= Problem details =
Answer these questions from the article below on small-market credit unions:
(a) Which state held the most credit union assets at the end of 2018, and how much?
(b) How much do Alaska credit unions hold per capita?
(c) What are Texas's credit union assets per adult?

Small Market Credit Unions May Have Greater Impact on Field of Membership




By Michael Cochrum

In the world of credit unions, as with banks, the larger shops tend to garner more attention from industry insiders.  However, it may be that smaller, small-market credit unions are garnering more attention from the members they serve.  CUBI.Pro recently used its national CU Peer Data Application  to research how credit union assets were distributed by state and  by individuals in each state.  The research demonstrates that credit unions in the most populous states garner the largest concentrations of assets but do not necessarily impact individuals in those states as much as credit unions in states where the population is less dense.

Obviously, large credit unions are often able to offer more services and access points to their members than smaller credit unions, due to scale, but the question that arises is whether these services are what members and potential members are seeking in every area the credit union serves?  Another question is whether the presence of in-market competition has a greater impact on credit unions in metropolitan areas than in smaller markets where competitors are fewer.  While the research findings below do not fully answer these questions, they do expose, perhaps, an untold story of the credit union movement; small, member-centric financial cooperatives still play an important roll in the lives of many small-market consumers.

The heat map below illustrates the concentration of almost $1.5 Trillion in U.S. credit union assets by state, with lighter-colored states having lower concentrations and darker-colored states having higher concentrations.  As one can see, California in blue, holds more credit union assets than any other state, by far, with $199 Billion in assets at the end of 2018.  Virginia is second with just over $155 Billion. Then Texas with $104 Billion and New York with around $80 Billion.  This should be no surprise as these are states with relatively high population concentrations.  The least populated states, often referred to as the “fly-over” states, represent the smallest share of asset distribution.




However, as illustrated in the map below, when one compares total credit union assets in a state with that state’s adult population reported by the Census Bureau, a much different picture emerges.  Virginia credit unions have the highest assets per capita with over $18,000 in assets per person, but this includes Pentagon Federal Credit Union which is disproportionately large. Alaska credit unions, with a total population under one million, hold over $15,000 per capita.  The average U.S. credit union per capita assets are around $4,500 per adult for comparison.



We find states like Maine($5.98), New Hampshire($6.21), Vermont($7.00) and Massachusetts($5.79), all well above the national average, edging out New York($4.37) on per capita assets.  Idaho($5.69), Wyoming($5.85), New Mexico($5.36) and Utah($9.16) all give California($5.06) a run for its money, literally.  Texas, with a high concentration of credit union assets overall, falls short of the per capita average at only $3600 per adult.

[Coordinate annotation entries]
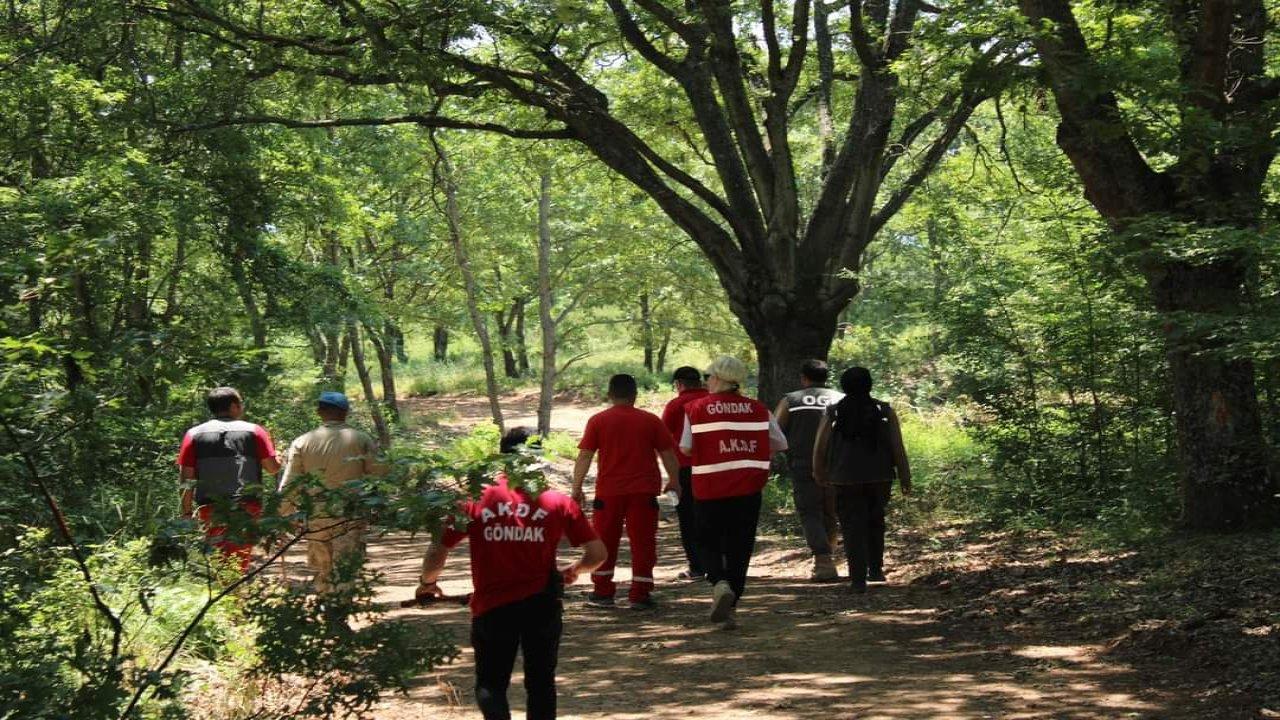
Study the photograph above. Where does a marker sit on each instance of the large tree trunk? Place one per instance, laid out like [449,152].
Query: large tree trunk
[545,322]
[784,346]
[396,340]
[1215,183]
[357,355]
[647,331]
[453,218]
[1226,477]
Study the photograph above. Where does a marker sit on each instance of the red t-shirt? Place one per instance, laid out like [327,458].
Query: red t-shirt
[627,441]
[513,538]
[673,417]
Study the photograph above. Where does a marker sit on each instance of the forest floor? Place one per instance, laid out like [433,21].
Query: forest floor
[972,623]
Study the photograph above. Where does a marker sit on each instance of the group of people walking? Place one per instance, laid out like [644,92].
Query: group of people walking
[223,463]
[714,445]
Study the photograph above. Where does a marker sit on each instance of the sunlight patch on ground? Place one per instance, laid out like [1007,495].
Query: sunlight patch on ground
[1075,654]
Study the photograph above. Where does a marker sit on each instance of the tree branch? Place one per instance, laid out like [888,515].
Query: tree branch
[315,45]
[862,39]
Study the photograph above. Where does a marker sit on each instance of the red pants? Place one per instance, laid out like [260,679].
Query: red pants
[640,515]
[215,528]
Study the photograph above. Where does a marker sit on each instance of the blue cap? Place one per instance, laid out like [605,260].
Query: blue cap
[336,400]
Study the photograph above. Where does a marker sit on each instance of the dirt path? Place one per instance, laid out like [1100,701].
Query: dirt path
[801,651]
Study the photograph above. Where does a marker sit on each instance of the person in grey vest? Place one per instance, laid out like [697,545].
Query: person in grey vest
[859,450]
[799,414]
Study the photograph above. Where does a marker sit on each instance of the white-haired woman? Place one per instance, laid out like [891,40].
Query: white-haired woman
[731,440]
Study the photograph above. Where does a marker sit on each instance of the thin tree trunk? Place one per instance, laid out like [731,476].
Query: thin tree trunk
[1226,477]
[333,354]
[545,322]
[453,218]
[647,331]
[521,342]
[440,343]
[387,369]
[508,354]
[318,346]
[343,360]
[375,410]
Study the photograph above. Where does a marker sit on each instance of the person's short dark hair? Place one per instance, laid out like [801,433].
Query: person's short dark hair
[816,370]
[622,387]
[220,400]
[855,382]
[688,377]
[516,438]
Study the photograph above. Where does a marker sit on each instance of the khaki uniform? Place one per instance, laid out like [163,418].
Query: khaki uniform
[336,454]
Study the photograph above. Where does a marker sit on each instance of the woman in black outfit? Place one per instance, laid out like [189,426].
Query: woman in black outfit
[859,451]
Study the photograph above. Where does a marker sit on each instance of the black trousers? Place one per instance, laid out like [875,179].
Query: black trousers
[686,514]
[726,538]
[862,522]
[531,625]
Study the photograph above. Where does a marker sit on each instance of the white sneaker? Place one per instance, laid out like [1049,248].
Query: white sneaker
[722,601]
[731,621]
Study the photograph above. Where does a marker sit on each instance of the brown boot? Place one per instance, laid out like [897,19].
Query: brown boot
[823,569]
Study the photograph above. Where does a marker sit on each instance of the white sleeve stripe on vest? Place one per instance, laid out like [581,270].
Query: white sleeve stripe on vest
[732,465]
[730,425]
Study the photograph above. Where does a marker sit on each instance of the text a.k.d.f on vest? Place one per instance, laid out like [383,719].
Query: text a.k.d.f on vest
[731,446]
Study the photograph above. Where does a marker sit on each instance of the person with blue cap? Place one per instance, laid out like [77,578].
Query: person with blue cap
[334,454]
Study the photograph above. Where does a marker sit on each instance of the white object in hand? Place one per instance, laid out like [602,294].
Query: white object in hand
[668,500]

= Result of the exercise =
(a) California, with $199 Billion in assets.
(b) Over $15,000 per capita.
(c) Only $3600 per adult.